═══ Ausgewählter Textauszug

Adriana Lisboa las in der Backstube
des Berleburger Cafés Wahl

Maxime ist Totschweigen

Freute sich über den Literatur-Pflasterstein: Autorin Adriana Lisboa (l.), die von der Berleburger Kulturmacherin Rikarde Riedesel beschert wurde. (SZ-Foto: Guido Schneider)

Bad Berleburg. (schn) Adriana Lisboa, geboren 1970 in Rio de Janeiro, wird für ihre facettenreiche und verspielte Sprache gelobt. Die preisgekrönte Autorin setzt ihr sprachliches Talent sehr bewusst ein, um in ihren Romanen Bilder zu zeichnen. Das machte sie am Montagabend beim Literaturpflaster in Bad Berleburg deutlich. In der Backstube des Cafés Wahl stellte sie ihr Buch "Der Sommer der Schmetterlinge" vor.

In der Beschreibung der Charaktere habe sie den Fokus auf die Details gerichtet. "Das hat mich gereizt", sagt die Autorin. Was im Original funktioniert, lässt sich in der Übersetzung in eine andere Sprache oft schlecht umsetzen. Doch in diesem Fall hat sich der Verlag bei der Übertragung ins Deutsche viel Mühe gegeben. Die Textpassagen, am Montagabend gelesen von Marlen Jordan, spiegelten die Detailverliebtheit der Autorin wider. Mit Akribie beschreibt Adriana Lisboa auch Kleinigkeiten, ja beinahe Nebensächlichkeiten, die sich zu einem großen Bild zusammensetzen und eine immense Dichte ergeben. Diese Dichte braucht es wohl auch im "Sommer der Schmetterlinge", denn die Charaktere sind keine gradlinigen Menschen, sie haben Ecken und Kanten, sind gebrochene Charaktere, geformt durch ihre Umwelt.

══════
═══ Einträge im Datensatz

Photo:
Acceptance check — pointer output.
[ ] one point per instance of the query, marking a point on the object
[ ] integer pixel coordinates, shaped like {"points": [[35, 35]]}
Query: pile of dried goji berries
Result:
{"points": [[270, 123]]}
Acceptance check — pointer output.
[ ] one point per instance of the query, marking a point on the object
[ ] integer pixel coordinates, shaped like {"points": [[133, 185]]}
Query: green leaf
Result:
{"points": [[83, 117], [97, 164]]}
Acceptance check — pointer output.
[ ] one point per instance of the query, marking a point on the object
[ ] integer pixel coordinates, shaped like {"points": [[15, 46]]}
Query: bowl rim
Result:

══════

_Arbeitsanweisung_: Welches Buch stellte Adriana Lisboa laut dem Bericht über die Lesung in Bad Berleburg vor?

_Ergebnis_: „Der Sommer der Schmetterlinge“